Teks Sumber:
╭──

Listrik Indonesia | Dalam dokumen yang bertajuk THE ROLE AND UTILIZATION OF LOW-CARBON HYDROGEN IN NATIONAL DEVELOPMENT PLAN dari Kementerian Bappenas, Pemerintah Indonesia, melalui Rencana Pembangunan Jangka Panjang Nasional (RPJPN) 2025–2029, menempatkan pengembangan hidrogen rendah karbon sebagai bagian dari transformasi energi nasional. Fokus utama dalam tahap pertama ini adalah memperkuat fondasi yang mendukung transisi menuju energi bersih.
Dokumen tersebut dipresentasikan pada agenda Global Hidrogen Energi Summit (GHES) 2025 beberapa waktu yang lalu, dikutip pada Kamis (24/04/2025).
Tahap Penguatan Fondasi Transformasi (2025–2029)

╰──

Data Tersedia:
╭──

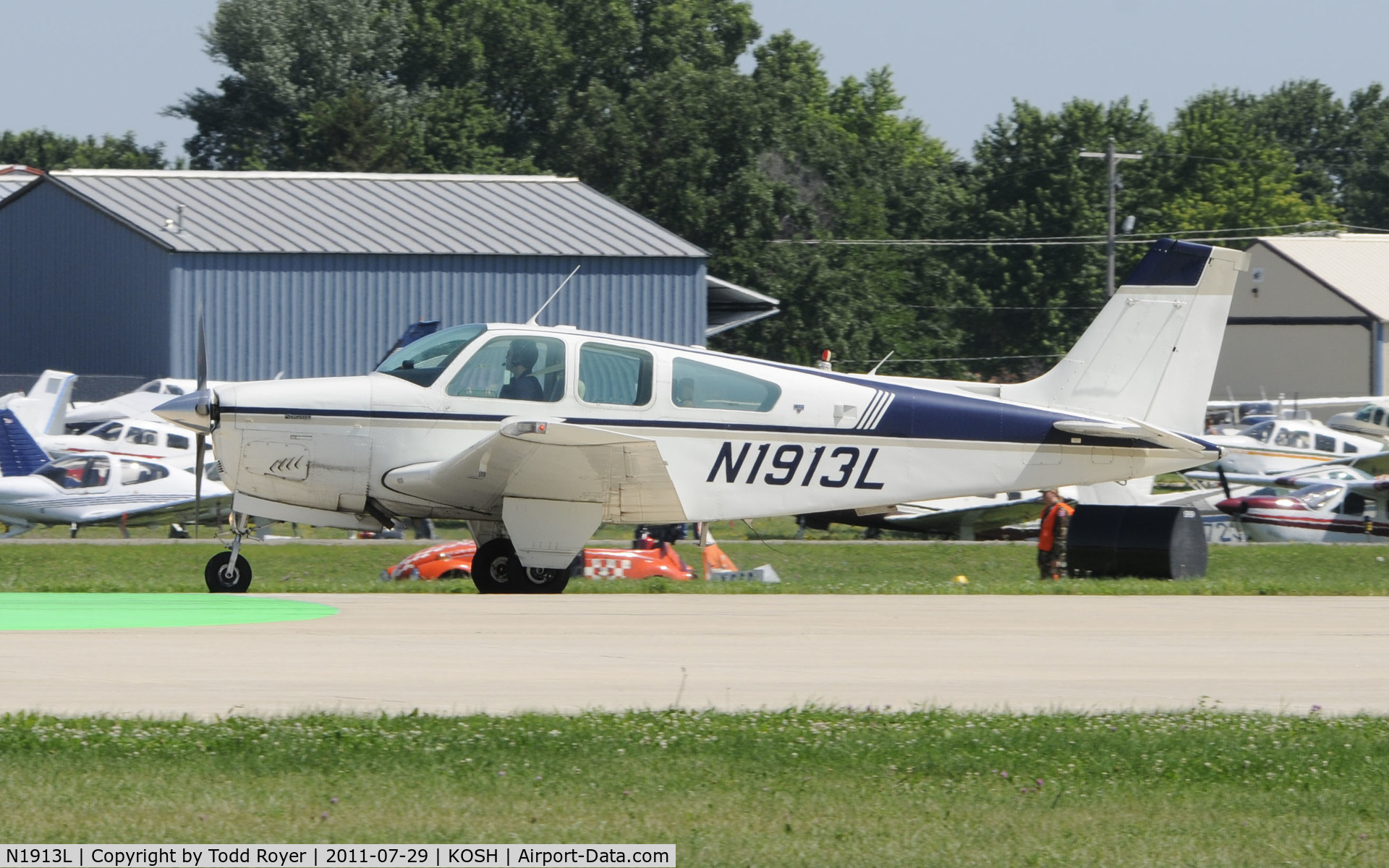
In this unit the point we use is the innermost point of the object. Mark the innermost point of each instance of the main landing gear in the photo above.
(228, 573)
(496, 570)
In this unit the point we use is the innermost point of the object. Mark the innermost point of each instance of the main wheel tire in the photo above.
(226, 579)
(492, 569)
(540, 581)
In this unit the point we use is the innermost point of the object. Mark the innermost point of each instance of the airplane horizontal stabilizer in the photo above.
(20, 453)
(552, 461)
(1131, 428)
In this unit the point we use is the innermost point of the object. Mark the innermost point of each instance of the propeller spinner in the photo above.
(196, 412)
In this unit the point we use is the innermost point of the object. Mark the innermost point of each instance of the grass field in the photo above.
(824, 567)
(797, 788)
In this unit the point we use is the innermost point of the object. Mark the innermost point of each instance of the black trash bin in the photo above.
(1146, 542)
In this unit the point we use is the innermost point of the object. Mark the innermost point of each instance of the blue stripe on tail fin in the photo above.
(20, 453)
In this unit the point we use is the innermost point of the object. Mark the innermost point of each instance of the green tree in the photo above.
(49, 150)
(1029, 181)
(1221, 171)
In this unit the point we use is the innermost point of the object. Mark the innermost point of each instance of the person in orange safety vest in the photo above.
(1056, 520)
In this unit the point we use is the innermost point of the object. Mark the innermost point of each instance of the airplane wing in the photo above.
(957, 517)
(113, 513)
(549, 461)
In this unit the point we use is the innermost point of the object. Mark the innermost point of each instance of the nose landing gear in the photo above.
(228, 571)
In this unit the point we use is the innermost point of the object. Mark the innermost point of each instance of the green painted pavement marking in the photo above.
(84, 611)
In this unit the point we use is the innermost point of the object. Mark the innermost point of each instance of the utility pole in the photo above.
(1111, 158)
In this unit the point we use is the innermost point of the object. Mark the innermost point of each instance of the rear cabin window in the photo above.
(614, 375)
(516, 368)
(424, 360)
(694, 383)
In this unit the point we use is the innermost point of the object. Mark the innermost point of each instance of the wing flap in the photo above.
(543, 460)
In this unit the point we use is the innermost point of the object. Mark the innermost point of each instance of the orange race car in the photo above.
(454, 561)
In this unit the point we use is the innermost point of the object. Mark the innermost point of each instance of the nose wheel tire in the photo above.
(496, 570)
(226, 578)
(540, 581)
(492, 567)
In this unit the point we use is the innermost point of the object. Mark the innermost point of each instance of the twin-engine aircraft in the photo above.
(538, 435)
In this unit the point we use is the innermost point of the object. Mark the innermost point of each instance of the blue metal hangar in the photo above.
(317, 274)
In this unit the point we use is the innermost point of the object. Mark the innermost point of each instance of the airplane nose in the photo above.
(195, 410)
(1233, 506)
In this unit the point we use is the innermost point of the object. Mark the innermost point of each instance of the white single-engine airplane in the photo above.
(538, 435)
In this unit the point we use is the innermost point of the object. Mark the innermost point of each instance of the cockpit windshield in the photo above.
(1317, 495)
(424, 360)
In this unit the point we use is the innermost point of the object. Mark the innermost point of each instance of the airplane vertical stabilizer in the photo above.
(1150, 354)
(20, 454)
(45, 409)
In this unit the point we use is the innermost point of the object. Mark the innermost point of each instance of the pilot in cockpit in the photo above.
(521, 359)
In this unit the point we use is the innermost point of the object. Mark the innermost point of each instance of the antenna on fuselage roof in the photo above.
(532, 320)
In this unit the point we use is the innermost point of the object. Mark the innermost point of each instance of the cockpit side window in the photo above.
(135, 472)
(1317, 495)
(694, 383)
(1260, 433)
(520, 368)
(614, 375)
(78, 472)
(424, 360)
(110, 433)
(1294, 438)
(142, 436)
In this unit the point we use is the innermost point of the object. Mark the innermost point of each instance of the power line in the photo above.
(866, 362)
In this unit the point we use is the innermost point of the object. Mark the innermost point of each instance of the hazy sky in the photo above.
(98, 66)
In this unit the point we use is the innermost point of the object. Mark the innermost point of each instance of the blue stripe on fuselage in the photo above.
(946, 418)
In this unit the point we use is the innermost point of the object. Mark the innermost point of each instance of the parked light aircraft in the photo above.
(135, 438)
(1277, 446)
(1325, 504)
(138, 404)
(1369, 421)
(970, 519)
(96, 488)
(537, 435)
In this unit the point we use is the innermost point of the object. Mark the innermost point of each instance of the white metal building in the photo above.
(1309, 320)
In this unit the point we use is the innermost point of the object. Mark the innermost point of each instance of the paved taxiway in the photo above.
(501, 655)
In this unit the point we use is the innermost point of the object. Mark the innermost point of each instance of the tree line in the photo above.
(762, 161)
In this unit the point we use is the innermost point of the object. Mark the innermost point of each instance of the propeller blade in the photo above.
(202, 350)
(197, 482)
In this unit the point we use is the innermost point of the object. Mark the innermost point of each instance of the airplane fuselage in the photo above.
(738, 438)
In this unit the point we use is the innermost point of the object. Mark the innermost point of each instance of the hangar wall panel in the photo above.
(338, 314)
(78, 291)
(1307, 360)
(1285, 291)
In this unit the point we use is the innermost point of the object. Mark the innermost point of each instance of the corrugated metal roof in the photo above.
(13, 178)
(368, 213)
(1354, 265)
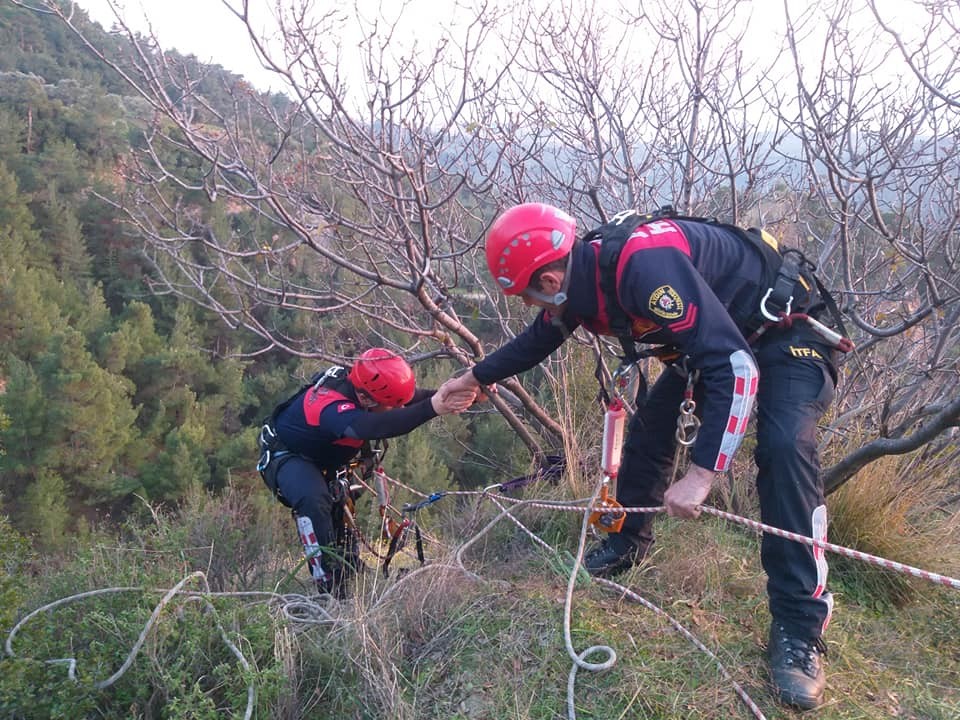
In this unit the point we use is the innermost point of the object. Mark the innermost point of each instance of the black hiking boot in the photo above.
(614, 555)
(796, 668)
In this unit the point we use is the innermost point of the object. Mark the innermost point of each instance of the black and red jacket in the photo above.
(677, 281)
(328, 426)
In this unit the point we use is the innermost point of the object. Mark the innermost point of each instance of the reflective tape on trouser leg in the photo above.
(311, 547)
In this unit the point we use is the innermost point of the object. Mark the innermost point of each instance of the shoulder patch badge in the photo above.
(666, 303)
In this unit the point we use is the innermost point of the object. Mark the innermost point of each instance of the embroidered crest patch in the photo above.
(666, 303)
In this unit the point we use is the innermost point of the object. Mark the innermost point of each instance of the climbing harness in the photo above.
(688, 425)
(783, 271)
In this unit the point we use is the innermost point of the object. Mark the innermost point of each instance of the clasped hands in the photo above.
(457, 394)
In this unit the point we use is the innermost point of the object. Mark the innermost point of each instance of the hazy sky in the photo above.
(208, 30)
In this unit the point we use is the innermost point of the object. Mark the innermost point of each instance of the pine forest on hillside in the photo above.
(179, 251)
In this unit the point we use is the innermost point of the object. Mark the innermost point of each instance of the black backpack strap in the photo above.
(613, 236)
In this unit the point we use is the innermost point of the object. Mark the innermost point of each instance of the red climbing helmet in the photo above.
(525, 238)
(384, 376)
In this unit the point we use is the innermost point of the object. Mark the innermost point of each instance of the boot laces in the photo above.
(802, 653)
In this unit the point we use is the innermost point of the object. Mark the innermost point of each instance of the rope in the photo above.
(297, 608)
(938, 578)
(579, 659)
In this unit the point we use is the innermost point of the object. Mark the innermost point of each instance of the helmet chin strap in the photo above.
(561, 296)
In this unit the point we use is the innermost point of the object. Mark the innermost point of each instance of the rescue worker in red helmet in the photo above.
(697, 287)
(311, 438)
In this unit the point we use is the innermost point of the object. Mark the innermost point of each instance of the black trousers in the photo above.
(797, 379)
(302, 486)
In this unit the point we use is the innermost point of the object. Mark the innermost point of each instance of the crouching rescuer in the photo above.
(738, 318)
(310, 439)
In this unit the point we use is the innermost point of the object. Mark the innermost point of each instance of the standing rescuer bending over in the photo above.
(310, 439)
(702, 289)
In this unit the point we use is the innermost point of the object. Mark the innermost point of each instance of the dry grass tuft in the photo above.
(886, 512)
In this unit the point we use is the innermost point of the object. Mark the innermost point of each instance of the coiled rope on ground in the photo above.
(309, 611)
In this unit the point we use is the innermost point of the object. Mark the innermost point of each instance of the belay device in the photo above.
(608, 514)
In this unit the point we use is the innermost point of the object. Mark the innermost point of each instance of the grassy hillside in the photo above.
(485, 640)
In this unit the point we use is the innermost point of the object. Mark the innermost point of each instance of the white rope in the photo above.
(296, 608)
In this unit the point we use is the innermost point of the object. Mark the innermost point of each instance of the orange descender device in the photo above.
(608, 514)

╰──

Soal Latihan:
Tuliskan kembali bagian teks tentang hidrogen rendah karbon yang dibuka dengan kata-kata yang memuat "Listrik Indonesia |" dan ditutup dengan "pada Kamis (24/04/2025).", lalu ganti "energi bersih" dengan "energi terbarukan". Butir-butir di atas diambil dari sumber lain.

Jawaban Benar:
Listrik Indonesia | Dalam dokumen yang bertajuk THE ROLE AND UTILIZATION OF LOW-CARBON HYDROGEN IN NATIONAL DEVELOPMENT PLAN dari Kementerian Bappenas, Pemerintah Indonesia, melalui Rencana Pembangunan Jangka Panjang Nasional (RPJPN) 2025–2029, menempatkan pengembangan hidrogen rendah karbon sebagai bagian dari transformasi energi nasional. Fokus utama dalam tahap pertama ini adalah memperkuat fondasi yang mendukung transisi menuju energi terbarukan.
Dokumen tersebut dipresentasikan pada agenda Global Hidrogen Energi Summit (GHES) 2025 beberapa waktu yang lalu, dikutip pada Kamis (24/04/2025).